* **Tasks to complete**:
a: Answer these questions from the passage about trading-partner security:
(i) What does integrating systems and processes with trading partners dramatically expand?
(ii) What does a compromised trading partner give its attackers?
(iii) According to the quote from the first post, what should you receive after assessing each partner?
b: Continue the passage about trading-partner security from its last sentence.

* **Source extract**:
■ ■ ■
As we discussed in the introduction post of our Ecosystem Threat Intelligence series, today’s business environment features increasing use of an extended enterprise. Integrating systems and processes with trading partners can benefit the business, but dramatically expands the attack surface. A compromised trading partner, with trusted access to your network and systems, gives their attackers that same trusted access to you. To net out the situation, you need to assess the security of your partner ecosystem; and be in a position to make risk-based decisions about whether the connection (collaboration) with trading partners makes sense, and what types of controls are necessary for protection given the potential exposure. To quote our first post:

You need to do your due diligence to understand how each organization accessing your network increases your attack surface. You need a clear understanding of how much risk each of your trading partners presents. So you need to assess each partner and receive a notification of any issues which appear to put your networks at risk.
■ ■ ■
* **Entries provided**:
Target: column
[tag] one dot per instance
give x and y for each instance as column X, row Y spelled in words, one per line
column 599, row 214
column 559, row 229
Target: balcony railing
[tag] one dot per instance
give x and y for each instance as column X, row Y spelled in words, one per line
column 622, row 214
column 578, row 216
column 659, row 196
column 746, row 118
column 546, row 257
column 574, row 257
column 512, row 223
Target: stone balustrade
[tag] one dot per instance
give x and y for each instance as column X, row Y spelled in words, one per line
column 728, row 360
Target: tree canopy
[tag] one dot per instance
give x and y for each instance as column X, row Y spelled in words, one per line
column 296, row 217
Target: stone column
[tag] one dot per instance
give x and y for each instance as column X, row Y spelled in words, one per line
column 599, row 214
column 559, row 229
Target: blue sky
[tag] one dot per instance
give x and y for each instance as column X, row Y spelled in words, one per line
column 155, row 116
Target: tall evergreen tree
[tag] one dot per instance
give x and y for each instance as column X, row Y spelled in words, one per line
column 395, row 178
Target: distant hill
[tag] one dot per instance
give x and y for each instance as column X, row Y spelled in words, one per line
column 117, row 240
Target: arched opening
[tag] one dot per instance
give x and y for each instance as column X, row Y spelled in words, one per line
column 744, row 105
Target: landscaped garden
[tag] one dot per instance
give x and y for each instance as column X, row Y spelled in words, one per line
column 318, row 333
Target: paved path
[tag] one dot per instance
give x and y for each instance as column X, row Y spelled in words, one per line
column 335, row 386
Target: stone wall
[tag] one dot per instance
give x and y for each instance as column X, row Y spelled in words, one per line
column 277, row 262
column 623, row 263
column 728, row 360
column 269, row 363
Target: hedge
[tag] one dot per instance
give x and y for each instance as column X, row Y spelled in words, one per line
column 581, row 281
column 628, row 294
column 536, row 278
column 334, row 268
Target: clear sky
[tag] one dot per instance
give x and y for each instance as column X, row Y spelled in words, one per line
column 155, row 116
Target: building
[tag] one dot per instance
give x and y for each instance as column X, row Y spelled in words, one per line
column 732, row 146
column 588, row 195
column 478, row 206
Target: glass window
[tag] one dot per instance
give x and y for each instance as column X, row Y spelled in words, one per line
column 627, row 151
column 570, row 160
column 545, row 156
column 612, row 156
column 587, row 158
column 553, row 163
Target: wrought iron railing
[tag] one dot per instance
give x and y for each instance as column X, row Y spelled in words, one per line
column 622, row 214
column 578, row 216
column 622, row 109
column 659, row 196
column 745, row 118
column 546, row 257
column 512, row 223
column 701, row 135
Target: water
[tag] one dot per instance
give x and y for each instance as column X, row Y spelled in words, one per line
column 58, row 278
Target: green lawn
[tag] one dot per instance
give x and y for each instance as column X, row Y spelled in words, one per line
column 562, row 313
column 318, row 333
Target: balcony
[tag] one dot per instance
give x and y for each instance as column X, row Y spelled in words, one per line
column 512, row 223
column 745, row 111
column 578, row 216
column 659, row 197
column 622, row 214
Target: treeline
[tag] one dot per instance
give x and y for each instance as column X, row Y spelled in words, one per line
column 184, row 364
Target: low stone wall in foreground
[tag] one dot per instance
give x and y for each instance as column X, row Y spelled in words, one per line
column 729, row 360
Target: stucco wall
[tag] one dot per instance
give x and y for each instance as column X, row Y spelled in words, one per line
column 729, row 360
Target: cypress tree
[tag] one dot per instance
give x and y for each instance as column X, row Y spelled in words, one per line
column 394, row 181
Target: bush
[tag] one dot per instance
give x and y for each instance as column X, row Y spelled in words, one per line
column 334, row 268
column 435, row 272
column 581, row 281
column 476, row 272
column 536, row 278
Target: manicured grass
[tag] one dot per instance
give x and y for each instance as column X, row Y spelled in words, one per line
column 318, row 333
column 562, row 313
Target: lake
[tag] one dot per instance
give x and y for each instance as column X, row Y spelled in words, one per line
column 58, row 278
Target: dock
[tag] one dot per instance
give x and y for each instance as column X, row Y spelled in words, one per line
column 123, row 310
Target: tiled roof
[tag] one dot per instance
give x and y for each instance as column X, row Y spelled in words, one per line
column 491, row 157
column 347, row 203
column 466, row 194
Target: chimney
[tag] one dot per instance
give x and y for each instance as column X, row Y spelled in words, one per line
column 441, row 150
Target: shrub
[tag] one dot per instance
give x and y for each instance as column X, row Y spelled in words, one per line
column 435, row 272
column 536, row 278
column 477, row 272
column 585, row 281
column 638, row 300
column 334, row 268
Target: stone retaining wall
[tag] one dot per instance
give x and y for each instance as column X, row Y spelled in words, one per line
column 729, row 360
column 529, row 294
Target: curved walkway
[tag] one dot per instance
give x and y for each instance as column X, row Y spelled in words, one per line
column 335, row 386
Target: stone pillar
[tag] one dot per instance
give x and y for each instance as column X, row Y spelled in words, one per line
■ ■ ■
* **Results by task**:
a:
(i) The attack surface.
(ii) The same trusted access to you that the partner has to your network and systems.
(iii) A notification of any issues that appear to put your networks at risk.

b:
This post will discuss how to assess your ecosystem risks, and then how to quantify the risks of partners for better (more accurate) decisions about the levels of access and protection appropriate for them.

When assessing risks to your ecosystem, penetration tests or even vulnerability scans across all your partners are rarely practical. You certainly can try (and for some very high-profile partners with extensive access to your stuff you probably should), but you need a lower-touch way to perform ongoing assessments of the vast majority of your trading partners. As with many other aspects of security, a leveraged means of collecting and analyzing threat intelligence on partners can identify areas of concern and help you determine whether and when to go deeper and to perform active testing with specific partners.

Breach History

Investors say past performance isn’t a good indicator of future results. Au contraire – in the security business, if an organization has been compromised a number of times, they are considerably more likely to be compromised in the future. Some organizations use publicly disclosed data loss as a catalyst to dramatically improve their security posture… but most don’t. There are various sources for breach information, and consulting a few to confirm the accuracy of a breach report is a good idea. Besides the breach disclosure databases, depending on your industry you might have an ISAC (Information Sharing and Analysis Center) with information about breaches as well.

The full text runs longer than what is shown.